#### Page extract
Immaculate food drive helps those in need

DANBURY—Celebrating Catholic Schools Week, Immaculate High School in Danbury held a week-long food drive for the FAITH Food Pantry in Newtown.

“I’ve always wanted to do a fundraiser through my school,” said Sophia Pertoso, a junior at Immaculate High School who organized the food drive.

A collection bin was set up in the school and one bin was stationed outside the school for any virtual students who wanted to drop off food items.

Pertoso, who also volunteers to make sandwiches for Dorothy Day Hospitality House in Danbury and visits a nursing home near her school to spend time with residents bringing home-baked cookies and good conversation to brighten their day, chose FAITH pantry to help people in her hometown.

“We really, really appreciate what Sophia did,” said Lee Paulsen, president of FAITH Food Pantry, adding that the demand for food and household items has doubled since the pandemic.

FAITH food pantry established in 1984, provides one week of groceries to Newtown residents in need, once a month. The letters in the nonprofit volunteer organization’s name stands for Food Assistance, Immediate, Temporary Help.

“We need all the help we can get,” Paulsen said. “There are so many people in need right now.”

Although the pantry continues to get donations of fresh eggs and milk from local restaurants, donations for basic items are down due in part to the lack of contributions from school food drives since many public schools have been closed or partially closed due to the pandemic.

After contacting the pantry, Pertoso discovered donations are not as plentiful after the holidays but the need for items is still there. Her fellow classmates did not let her down.

“It was an overwhelming amount of donations,” she said. “The food pantry was over the moon excited. I don’t think they expected to get as much as they did.”

In fact, after the food drive was over, students continued to bring much needed items such as apple or cranberry juice, cleaning supplies, laundry detergent, pancake mix, salt, pepper, taco kits and napkins.

Pertoso, a virtual student due to the pandemic, was planning to make a second trip to pick-up donations at the school and drop them off to the pantry.

“That’s the good thing about my school, everyone is very giving,” said Pertoso, who organized the food drive with school officials through zoom meetings.

“I admire young people like Sophia that think outside of the box, ‘Gee, maybe I can help somebody,’ well she did and I appreciate it,” Paulsen said. “What she did was terrific.”

“I want to help as much as I can,” Pertoso said. “You never know what people are going through. Maybe that chocolate chip cookie will make someone smile. The little things matter.”

#### Extracted information

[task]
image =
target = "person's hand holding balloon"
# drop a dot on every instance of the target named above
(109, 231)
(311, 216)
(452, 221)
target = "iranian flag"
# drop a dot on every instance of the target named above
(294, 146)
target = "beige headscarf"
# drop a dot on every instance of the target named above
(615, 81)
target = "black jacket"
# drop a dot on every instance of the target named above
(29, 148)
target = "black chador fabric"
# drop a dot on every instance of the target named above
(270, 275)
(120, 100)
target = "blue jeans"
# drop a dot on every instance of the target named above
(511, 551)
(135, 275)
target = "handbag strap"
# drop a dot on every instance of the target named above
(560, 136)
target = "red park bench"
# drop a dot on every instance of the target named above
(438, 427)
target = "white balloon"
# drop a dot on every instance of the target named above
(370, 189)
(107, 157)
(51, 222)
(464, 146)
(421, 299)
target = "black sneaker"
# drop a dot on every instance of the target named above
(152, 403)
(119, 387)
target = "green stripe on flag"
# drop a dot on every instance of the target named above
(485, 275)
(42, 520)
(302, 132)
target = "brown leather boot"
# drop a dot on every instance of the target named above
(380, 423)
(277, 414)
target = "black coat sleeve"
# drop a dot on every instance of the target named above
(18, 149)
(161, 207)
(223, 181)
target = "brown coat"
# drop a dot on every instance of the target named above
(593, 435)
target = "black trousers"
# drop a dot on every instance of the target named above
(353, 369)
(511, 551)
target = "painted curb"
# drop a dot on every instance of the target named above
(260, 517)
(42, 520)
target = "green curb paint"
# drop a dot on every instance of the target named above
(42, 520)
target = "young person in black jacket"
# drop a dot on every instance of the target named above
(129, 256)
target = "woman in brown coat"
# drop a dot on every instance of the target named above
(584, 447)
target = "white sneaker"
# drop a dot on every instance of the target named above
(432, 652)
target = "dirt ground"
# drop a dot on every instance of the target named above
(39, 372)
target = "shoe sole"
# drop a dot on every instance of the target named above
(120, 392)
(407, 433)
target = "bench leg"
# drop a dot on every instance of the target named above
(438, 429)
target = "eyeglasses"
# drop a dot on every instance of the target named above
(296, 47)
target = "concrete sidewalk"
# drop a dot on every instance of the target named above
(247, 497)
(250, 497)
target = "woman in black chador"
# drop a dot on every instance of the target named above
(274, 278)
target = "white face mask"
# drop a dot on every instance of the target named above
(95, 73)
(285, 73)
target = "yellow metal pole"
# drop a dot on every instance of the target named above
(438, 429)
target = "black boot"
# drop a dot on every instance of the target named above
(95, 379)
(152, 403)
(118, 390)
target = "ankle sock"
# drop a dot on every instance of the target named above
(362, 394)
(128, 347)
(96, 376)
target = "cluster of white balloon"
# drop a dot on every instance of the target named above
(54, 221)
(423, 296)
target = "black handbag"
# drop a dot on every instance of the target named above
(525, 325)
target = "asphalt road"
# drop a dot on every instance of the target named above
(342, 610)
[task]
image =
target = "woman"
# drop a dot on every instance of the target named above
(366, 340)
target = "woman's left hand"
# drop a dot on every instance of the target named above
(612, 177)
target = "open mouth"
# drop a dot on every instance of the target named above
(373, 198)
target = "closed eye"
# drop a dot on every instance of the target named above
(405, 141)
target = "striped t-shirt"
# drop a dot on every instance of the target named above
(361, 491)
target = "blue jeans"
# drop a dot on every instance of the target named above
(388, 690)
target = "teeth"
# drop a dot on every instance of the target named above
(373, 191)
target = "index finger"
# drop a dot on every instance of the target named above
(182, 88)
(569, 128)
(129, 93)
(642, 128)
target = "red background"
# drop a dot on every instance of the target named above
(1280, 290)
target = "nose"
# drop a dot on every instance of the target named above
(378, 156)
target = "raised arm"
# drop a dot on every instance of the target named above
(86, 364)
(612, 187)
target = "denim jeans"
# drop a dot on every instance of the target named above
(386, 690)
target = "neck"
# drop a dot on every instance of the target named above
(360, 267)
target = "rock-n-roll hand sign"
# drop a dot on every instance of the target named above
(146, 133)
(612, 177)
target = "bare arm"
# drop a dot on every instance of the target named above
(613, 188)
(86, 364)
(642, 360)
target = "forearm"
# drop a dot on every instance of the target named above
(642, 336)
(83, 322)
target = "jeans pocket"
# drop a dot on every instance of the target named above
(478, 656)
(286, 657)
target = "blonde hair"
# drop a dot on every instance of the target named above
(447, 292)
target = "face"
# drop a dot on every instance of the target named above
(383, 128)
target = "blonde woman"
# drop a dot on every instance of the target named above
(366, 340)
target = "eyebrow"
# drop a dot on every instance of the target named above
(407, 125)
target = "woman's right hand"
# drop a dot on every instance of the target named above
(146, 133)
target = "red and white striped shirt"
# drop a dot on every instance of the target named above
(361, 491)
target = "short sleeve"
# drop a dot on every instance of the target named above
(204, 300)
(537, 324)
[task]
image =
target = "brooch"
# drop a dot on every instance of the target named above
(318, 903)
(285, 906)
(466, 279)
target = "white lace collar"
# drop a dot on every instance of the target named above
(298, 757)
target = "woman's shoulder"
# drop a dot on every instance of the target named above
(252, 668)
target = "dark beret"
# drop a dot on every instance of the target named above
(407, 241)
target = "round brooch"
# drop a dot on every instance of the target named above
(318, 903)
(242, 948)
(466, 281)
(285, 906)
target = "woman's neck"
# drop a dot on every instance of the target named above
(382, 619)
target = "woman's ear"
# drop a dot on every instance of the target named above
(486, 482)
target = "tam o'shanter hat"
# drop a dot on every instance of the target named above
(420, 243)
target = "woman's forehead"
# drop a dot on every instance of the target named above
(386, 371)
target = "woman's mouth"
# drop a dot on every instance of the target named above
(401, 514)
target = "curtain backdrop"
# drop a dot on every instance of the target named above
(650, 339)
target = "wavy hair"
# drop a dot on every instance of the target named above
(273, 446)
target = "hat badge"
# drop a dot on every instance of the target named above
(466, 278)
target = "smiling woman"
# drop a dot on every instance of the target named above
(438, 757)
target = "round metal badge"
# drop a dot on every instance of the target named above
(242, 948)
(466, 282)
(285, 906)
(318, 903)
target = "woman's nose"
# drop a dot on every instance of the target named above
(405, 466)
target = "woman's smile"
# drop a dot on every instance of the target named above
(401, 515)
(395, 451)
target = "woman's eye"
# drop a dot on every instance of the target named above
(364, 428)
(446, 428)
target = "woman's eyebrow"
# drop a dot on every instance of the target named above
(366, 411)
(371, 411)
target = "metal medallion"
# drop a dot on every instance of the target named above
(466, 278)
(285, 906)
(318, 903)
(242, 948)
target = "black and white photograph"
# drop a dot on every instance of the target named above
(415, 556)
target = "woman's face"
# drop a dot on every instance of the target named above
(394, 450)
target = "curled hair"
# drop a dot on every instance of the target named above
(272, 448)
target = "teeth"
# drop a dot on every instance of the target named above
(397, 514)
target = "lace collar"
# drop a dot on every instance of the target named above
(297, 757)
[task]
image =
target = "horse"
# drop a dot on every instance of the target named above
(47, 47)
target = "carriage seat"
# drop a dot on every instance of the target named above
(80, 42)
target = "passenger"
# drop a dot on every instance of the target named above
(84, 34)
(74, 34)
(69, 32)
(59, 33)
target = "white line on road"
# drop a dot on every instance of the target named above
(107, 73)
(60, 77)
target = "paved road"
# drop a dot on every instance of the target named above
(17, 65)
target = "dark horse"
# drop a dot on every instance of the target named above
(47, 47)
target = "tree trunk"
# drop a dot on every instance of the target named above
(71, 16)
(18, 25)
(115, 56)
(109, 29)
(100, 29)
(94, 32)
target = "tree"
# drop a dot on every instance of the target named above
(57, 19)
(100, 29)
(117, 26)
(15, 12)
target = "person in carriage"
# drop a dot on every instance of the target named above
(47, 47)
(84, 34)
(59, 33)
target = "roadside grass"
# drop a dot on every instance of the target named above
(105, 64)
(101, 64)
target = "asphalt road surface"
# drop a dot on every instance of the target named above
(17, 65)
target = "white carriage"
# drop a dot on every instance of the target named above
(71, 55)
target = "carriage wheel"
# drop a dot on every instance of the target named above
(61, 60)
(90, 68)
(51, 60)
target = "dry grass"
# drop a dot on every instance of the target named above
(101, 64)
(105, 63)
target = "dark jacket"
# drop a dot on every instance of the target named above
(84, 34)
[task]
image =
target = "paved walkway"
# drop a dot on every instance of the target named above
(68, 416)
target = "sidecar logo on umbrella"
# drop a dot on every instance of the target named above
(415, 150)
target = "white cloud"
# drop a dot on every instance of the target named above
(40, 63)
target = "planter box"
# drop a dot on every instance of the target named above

#### About this task
Answer these questions using the food drive article above.
(a) In what year was the FAITH Food Pantry established?
(b) What do the letters in the name FAITH stand for?
(c) Where was the second collection bin placed, and for whom?

#### Response
(a) 1984
(b) Food Assistance, Immediate, Temporary Help
(c) Outside the school, for virtual students who wanted to drop off food items